== Text excerpt ==
Published Jan 03, 2011Before we present our Top 5 Underrated Pop Punk Bands list, we have to clarify some things. Most importantly, we're talking Jawbreaker pop punk, not that Blink-182 crap that gas station jockeys dig, or the Jonas Brothers bullshit your baby sister listens to when she's Facebook-creeping. Okay, now that that's out of the way, pop punk was an energy-infused musical movement that arguably reached its peak in the late '90s after many grunge-heads and metal skids just got damn sick of being so depressed all of the time. Remedy? Wag your tongue, bug your eyes, make some goofy faces and do lots of couch-plants. NOFX was a big help, but so were some slightly more serious and melodic bands. Here are five that will go into the history books.
Head to the next page to begin Exclaim!'s Top 5 Underrated Pop Bands list: 5. Garden Variety
On the edge of pop punk, Garden Variety were more in line with the "jaw" bands of the era (you know the ones), or a more streamlined Drive Like Jehu, with a sound that alternated between discordant angular post-hardcore and more simple pop punk, the latter influence shining through more on the band's earlier material. By the time Garden Variety released their swan song, 1994's Knocking the Skill Level, dudes were on fire. Too bad no one really cared enough to at least help put out the flames before the band went out with an unjust whimper.
Hometown: Valley Stream, NY
Must-have album: Knocking the Skill Level
Members went on to: Bluetip, Retisonic, Vic Thrill, Radio 4 4. Horace Pinker
You know what was weird? When Horace Pinker put out a really great seven-inch on Fat Wreck Chords in 1995, Song About Selling Out, and then didn't do anything else with the label. It was pop punk's heyday, Horace Pinker were one of the great unknowns and then... they stayed that way. Big time. Their two songs off the 1994 split seven-inch with Face to Face stand as two of the best emo-tinged pop punk songs of all time. Amazingly, this band is still together, under the radar as always. Guess there's just no room in the scene for such a good, honest band.
===
** Given exercise 1 **
According to the pop punk article, what is Garden Variety's hometown?
** Given exercise 2 **
Write the next part of the pop punk article, picking up after its final sentence.
The material after this point comes from a separate source.
== Dataset content ==
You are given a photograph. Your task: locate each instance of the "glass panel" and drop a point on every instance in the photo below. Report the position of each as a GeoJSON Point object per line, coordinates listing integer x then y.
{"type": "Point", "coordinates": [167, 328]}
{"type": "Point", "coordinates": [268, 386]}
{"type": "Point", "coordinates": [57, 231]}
===
** Right answer 1 **
Valley Stream, NY

** Right answer 2 **
Hometown: Tempe, AZ
Must-have album: Texas One Ten (but you must check out the two songs from the split seven-inch with Face to Face as well)
Members went on to: Horace Pinker! And they had ex-Jawbreaker bassist Chris Bauermeister on board for a while, too, so that's worth something 3. Gameface
This California band matured and grew up right in front of our eyes, record after record being more serious and less goofy-faced than the last. It made sense for anyone listening to them at the time, growing up right alongside them. These guys proved that catchy, killer pop punk can go hand in hand with earnest songwriting, and they proved it time and again, through different labels and scenes, in the end breaking up to the sound of one hand clapping after releasing a surprisingly deep and varied body of work. It all came under the general blanket of pop punk but, really, reaching far outside of the genre confines.
Hometown: Orange County, CA
Must-have album: Always On (Grab the Cupcakes EP while you're at it.)
Members went on to: New Liars Club, Your Favorite Trainwreck, Jeff Caudill 2. Knapsack
"Decorate the Spine," from Knapsack's sophomore album, Day Three of My New Life, is perhaps the most obvious bridge between pop punk and emo. So much so, in fact, that singer/guitarist Blair Shehan's next band, the Jealous Sound, never quite looked back upon the pop punk genre, instead embracing the bitter break-ups and broken hearts of emo. But it was Knapsack where Shehan cut his teeth, using bouncy riffs and speedier passages to foray his way into not only a more serious genre for his next band, but also a trip or two to the loony bin (seriously, an unstable Shehan disappeared in 2005 before resurfacing in 2009 for a Jealous Sound reunion tour with Sunny Day Real Estate).
Hometown: Redding, CA
Must-have album: This Conversation Is Ending Starting Right Now
Members went on to: The Jealous Sound, Samiam 1. Samiam
Formed after the break-up of Gilman Street quasi-legends Isocracy, Samiam were one of the first bands, along with Jawbreaker and Monsula, to bring a more serious, artful edge to the Berkeley pop punk scene. Combining the rough, scratchy vocals of Jason Beebout with the progressive chords of Sergie Loobkoff (the closest thing pop punk ever had to a guitar god), Samiam were equal parts melody and power. That they are still (somewhat) around today is both amazing and inspiring.
Lifespan: 1988-present (albeit very sporadic since 2000)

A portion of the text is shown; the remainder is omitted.